+++ Extracted information +++
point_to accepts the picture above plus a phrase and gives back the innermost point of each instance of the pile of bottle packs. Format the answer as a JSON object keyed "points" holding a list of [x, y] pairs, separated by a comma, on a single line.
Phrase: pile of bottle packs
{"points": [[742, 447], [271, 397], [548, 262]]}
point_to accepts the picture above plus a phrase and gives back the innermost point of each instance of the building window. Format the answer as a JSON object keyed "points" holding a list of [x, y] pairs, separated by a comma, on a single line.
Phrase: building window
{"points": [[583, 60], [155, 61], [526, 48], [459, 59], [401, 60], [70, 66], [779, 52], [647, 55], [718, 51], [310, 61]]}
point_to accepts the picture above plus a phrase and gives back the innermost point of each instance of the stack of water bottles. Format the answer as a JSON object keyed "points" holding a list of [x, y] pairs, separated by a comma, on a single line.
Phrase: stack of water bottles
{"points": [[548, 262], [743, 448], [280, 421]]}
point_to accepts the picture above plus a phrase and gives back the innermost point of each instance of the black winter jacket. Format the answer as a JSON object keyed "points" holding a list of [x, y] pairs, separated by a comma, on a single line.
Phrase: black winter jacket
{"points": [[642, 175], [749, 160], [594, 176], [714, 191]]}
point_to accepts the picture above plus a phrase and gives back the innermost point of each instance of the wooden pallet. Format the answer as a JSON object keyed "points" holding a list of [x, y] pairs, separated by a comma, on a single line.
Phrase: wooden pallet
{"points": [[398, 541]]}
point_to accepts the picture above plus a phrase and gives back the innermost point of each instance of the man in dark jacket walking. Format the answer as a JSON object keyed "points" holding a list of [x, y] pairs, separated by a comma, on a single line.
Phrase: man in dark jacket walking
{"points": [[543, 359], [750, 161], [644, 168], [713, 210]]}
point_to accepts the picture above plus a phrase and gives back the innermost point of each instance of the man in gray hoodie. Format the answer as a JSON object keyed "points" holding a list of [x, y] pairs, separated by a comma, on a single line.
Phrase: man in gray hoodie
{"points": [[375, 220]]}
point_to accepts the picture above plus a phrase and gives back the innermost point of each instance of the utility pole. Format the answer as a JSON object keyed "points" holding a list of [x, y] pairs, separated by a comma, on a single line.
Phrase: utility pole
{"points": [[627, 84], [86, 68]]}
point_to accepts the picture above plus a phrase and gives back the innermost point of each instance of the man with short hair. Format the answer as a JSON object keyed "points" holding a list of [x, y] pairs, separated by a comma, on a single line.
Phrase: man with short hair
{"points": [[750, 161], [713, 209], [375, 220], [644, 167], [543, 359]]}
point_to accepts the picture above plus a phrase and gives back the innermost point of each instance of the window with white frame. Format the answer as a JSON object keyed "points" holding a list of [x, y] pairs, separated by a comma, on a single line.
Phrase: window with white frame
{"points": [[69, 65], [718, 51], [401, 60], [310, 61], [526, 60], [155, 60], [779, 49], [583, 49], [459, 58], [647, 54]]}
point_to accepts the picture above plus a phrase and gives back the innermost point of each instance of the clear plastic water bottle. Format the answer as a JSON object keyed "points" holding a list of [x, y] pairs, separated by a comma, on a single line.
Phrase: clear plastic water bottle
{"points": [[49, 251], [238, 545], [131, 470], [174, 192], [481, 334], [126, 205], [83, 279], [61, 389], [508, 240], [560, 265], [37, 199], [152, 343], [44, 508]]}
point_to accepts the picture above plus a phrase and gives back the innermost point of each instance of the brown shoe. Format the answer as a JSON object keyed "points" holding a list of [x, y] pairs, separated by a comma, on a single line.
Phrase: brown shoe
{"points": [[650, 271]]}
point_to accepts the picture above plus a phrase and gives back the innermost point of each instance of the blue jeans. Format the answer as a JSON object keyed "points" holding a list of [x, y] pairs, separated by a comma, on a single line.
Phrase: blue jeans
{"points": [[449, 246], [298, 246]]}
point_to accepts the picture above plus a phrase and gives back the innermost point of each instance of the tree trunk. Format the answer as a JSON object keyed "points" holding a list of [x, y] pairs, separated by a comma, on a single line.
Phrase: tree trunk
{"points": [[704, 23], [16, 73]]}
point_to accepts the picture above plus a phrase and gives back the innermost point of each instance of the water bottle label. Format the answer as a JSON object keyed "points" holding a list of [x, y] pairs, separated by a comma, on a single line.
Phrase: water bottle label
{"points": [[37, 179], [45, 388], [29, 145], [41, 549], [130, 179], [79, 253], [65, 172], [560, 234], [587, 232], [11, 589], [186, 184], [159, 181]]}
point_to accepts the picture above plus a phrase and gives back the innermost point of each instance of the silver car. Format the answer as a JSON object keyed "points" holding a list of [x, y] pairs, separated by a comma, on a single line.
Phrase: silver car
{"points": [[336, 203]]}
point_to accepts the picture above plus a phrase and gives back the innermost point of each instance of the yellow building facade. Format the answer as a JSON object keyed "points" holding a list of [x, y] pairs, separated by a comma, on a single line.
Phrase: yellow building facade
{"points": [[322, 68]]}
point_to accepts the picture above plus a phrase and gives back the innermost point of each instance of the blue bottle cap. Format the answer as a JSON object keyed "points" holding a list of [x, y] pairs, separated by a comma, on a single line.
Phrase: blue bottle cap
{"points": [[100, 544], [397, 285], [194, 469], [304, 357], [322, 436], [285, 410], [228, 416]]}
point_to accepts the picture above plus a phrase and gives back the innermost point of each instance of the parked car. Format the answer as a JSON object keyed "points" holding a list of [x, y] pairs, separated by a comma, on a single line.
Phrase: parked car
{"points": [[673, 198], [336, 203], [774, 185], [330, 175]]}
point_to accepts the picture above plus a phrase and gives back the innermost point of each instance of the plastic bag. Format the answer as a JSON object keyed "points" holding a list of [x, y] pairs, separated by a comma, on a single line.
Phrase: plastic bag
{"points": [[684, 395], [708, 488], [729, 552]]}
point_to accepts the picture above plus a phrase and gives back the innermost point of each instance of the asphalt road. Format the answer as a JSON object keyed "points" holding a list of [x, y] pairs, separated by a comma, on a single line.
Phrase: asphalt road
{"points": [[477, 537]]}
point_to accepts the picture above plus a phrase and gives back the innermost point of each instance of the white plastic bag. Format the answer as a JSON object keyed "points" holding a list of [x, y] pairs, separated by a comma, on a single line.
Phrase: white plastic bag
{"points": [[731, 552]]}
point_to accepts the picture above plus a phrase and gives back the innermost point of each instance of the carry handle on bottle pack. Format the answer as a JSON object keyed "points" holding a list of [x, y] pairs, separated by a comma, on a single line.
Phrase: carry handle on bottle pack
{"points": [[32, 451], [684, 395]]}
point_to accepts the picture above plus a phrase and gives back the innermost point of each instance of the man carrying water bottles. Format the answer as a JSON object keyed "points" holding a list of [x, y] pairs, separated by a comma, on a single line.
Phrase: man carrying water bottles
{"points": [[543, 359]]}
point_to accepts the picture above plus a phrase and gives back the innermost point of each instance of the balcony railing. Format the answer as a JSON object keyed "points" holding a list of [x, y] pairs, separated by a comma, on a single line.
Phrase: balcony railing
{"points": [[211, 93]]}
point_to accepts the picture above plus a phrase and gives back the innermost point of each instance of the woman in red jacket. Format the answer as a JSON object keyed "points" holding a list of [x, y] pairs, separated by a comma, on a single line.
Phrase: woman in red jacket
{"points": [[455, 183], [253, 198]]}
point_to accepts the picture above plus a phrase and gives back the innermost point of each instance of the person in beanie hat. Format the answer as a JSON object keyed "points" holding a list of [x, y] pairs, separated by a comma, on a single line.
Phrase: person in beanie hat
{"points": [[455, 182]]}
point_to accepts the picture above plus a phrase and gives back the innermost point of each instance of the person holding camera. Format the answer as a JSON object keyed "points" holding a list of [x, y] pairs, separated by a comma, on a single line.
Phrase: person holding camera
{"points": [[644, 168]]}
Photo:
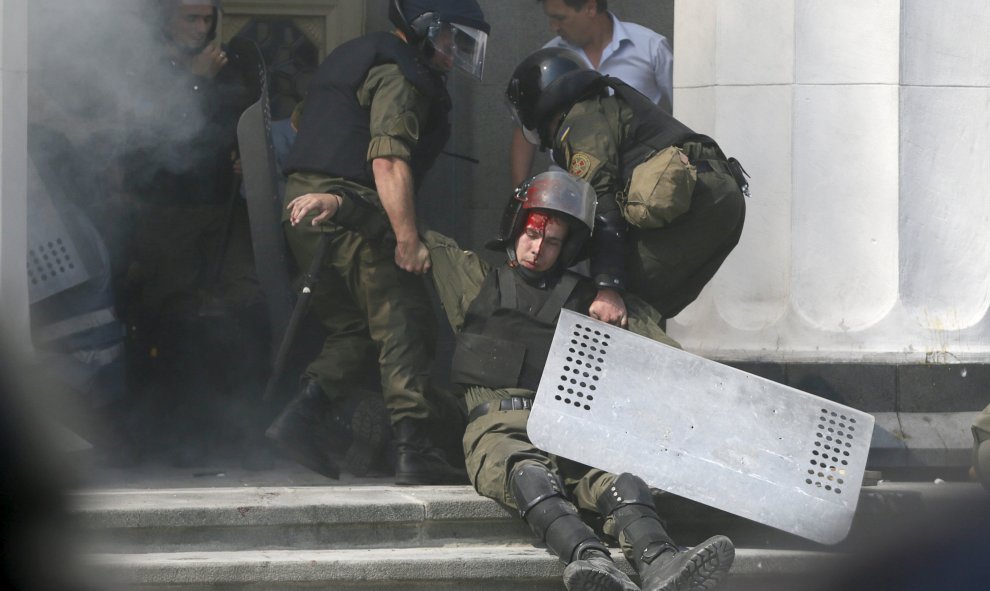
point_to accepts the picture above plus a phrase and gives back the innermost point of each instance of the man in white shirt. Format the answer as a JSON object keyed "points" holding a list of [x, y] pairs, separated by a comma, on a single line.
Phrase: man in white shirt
{"points": [[632, 53]]}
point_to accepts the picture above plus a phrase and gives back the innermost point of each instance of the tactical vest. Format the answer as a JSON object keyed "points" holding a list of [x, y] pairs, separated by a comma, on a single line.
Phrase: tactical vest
{"points": [[653, 129], [335, 129], [508, 328]]}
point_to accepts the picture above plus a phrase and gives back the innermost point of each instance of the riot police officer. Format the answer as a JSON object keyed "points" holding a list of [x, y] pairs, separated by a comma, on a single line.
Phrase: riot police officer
{"points": [[375, 118]]}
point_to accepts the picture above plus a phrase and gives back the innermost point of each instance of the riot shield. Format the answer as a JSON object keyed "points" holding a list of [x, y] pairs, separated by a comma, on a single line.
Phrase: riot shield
{"points": [[620, 402], [56, 260], [261, 189]]}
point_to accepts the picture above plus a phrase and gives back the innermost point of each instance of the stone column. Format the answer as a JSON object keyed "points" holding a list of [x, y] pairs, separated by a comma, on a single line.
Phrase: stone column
{"points": [[863, 273], [865, 126], [13, 173]]}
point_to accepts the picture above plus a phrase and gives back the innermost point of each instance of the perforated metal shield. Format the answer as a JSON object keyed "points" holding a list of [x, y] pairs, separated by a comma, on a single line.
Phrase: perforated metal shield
{"points": [[55, 260], [254, 141], [702, 430]]}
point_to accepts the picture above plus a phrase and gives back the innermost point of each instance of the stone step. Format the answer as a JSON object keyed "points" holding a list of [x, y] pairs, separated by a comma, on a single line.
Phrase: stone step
{"points": [[444, 538], [487, 567], [356, 517]]}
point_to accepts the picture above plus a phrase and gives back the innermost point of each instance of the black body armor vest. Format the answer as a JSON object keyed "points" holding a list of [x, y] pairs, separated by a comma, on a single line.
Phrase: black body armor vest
{"points": [[335, 129], [508, 329], [653, 130]]}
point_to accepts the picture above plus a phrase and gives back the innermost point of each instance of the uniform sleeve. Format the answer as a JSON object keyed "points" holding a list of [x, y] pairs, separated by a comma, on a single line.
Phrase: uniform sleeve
{"points": [[645, 321], [457, 275], [587, 146], [396, 111], [663, 70]]}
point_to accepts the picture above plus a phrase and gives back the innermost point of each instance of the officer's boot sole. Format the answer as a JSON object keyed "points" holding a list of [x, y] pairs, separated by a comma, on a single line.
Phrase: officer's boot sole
{"points": [[599, 574], [700, 568], [368, 425], [436, 472]]}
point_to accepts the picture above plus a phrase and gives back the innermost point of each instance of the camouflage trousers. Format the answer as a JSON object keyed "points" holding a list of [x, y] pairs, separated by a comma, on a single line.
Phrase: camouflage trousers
{"points": [[669, 266], [495, 443], [371, 309], [981, 446], [177, 248]]}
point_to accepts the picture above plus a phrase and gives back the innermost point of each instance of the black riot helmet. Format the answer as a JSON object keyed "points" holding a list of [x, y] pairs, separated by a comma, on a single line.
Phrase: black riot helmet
{"points": [[168, 9], [546, 81], [559, 194], [455, 29]]}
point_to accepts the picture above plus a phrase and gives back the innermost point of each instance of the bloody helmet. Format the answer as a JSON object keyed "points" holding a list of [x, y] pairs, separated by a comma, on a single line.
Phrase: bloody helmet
{"points": [[563, 196], [545, 82]]}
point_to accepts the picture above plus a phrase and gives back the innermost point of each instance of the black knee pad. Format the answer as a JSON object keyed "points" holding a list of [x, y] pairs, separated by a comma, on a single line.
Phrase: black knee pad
{"points": [[630, 503], [627, 490], [542, 503], [532, 483]]}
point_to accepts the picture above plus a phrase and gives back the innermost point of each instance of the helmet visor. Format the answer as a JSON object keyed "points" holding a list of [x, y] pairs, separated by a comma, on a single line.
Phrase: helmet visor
{"points": [[459, 46]]}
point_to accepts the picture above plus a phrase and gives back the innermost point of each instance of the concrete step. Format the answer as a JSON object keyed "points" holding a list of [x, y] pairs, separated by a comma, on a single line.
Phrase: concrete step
{"points": [[386, 537], [370, 516]]}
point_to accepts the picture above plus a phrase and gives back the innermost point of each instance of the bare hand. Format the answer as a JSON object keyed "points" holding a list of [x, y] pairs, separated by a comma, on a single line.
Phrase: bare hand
{"points": [[324, 204], [208, 62], [413, 257], [609, 307]]}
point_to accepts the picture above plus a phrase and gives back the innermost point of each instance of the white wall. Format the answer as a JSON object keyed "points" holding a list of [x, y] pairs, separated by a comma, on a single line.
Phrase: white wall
{"points": [[865, 126]]}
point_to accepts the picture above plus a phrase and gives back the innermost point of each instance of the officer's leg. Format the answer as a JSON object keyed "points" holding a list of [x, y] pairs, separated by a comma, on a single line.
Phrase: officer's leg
{"points": [[539, 496], [662, 566], [671, 265], [317, 426], [504, 465], [401, 323]]}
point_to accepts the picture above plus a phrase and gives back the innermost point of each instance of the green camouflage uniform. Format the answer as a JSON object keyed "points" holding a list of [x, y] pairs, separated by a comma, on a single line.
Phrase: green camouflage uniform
{"points": [[496, 442], [666, 266], [370, 307]]}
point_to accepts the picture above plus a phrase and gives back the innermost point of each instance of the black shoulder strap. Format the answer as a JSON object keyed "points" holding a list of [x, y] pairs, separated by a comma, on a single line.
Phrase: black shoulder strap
{"points": [[561, 292], [507, 287]]}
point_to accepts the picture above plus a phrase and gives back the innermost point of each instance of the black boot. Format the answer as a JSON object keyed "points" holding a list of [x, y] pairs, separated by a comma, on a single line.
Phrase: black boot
{"points": [[368, 425], [541, 501], [662, 566], [418, 461], [302, 433]]}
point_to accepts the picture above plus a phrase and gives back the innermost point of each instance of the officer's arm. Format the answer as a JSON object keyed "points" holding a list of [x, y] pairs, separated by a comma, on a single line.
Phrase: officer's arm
{"points": [[397, 111], [520, 157], [394, 181], [457, 275], [663, 70]]}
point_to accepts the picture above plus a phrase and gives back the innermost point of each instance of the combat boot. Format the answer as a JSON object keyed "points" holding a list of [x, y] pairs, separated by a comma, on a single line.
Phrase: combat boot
{"points": [[418, 461], [541, 502], [369, 423], [301, 432], [662, 566], [689, 569], [596, 571]]}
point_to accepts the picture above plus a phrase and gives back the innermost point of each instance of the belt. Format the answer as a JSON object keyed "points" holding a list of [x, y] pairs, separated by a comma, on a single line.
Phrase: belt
{"points": [[511, 403]]}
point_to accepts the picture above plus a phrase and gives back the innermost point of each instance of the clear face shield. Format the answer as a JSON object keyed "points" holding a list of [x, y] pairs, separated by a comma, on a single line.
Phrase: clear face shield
{"points": [[458, 46]]}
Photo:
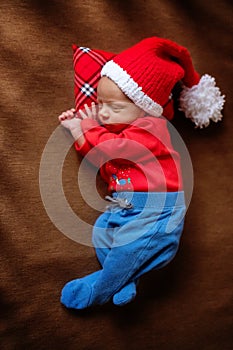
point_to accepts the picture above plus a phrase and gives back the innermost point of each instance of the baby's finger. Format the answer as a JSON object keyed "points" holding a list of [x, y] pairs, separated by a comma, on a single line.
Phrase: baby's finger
{"points": [[88, 111], [94, 110]]}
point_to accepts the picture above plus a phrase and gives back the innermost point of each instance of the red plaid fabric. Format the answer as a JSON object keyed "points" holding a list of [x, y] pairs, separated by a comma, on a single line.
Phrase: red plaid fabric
{"points": [[87, 67]]}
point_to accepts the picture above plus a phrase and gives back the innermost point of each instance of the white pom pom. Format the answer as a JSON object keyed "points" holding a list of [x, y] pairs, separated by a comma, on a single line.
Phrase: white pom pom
{"points": [[202, 102]]}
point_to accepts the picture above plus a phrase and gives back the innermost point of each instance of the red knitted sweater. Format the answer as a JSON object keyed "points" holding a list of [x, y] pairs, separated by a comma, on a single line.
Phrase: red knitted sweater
{"points": [[136, 157]]}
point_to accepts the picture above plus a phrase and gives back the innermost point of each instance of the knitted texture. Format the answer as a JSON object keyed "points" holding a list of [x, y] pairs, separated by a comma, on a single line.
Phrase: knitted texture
{"points": [[148, 71]]}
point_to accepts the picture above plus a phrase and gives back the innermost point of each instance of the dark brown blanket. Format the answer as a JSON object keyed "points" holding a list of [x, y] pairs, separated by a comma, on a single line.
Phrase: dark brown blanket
{"points": [[187, 305]]}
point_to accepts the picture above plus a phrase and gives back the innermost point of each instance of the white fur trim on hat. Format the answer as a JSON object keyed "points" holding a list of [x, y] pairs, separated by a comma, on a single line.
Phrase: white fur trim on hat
{"points": [[202, 102], [126, 83]]}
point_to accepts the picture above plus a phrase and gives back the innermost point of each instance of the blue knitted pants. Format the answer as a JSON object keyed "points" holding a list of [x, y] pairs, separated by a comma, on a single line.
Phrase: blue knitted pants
{"points": [[129, 242]]}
+++
• **Exercise brief**:
Could you transcribe the entries exactly, from the first line through the line containing "dark jacket walking.", and give nothing more?

• **Written response**:
point_to accepts the picture above plus a phrase and gives back the innermost point of each instance of the pile of bottle packs. Format the answer as a JSON object keyed "points" holding a list of [x, y] pairs, separated by a comma, on a single line.
Phrase: pile of bottle packs
{"points": [[742, 447], [271, 397], [548, 262]]}
point_to accepts the picture above plus a phrase and gives back the innermost point of each instance of the building window. Format the answer as a JSON object keyed "points" holding a list of [x, y] pairs, separated by a comma, on a single line.
Phrase: building window
{"points": [[583, 60], [155, 61], [526, 48], [459, 59], [401, 60], [70, 66], [779, 52], [647, 55], [718, 51], [310, 61]]}
point_to accepts the picture above plus a phrase and gives back the innermost point of each instance of the stack of water bottles. Format the answer as a JSON object keyed "points" holding a list of [x, y] pairs, separated by a comma, on a single line.
Phrase: stack of water bottles
{"points": [[548, 262], [743, 448], [280, 421]]}
point_to accepts the picture above plus a phrase and gives back the innermost point of each instance of the black winter jacket. Format the answer as a JSON object keyed "points" holding a list of [x, y] pairs, separated by a comma, on a single line.
Phrase: black winter jacket
{"points": [[642, 175], [749, 160], [594, 176], [714, 191]]}
point_to accepts the picture above plus a phrase and gives back the innermost point of each instance of the wooden pallet. Format the answer as a JSON object keyed "points" holding a list of [x, y] pairs, separated by a comma, on a single line.
Phrase: wooden pallet
{"points": [[398, 541]]}
point_to accepts the picture above plus a phrase and gives back the innermost point of each instance of the man in dark jacket walking. Format the answer as a JSON object keyed "points" holding a list of [x, y] pairs, separated by a comma, on a single line.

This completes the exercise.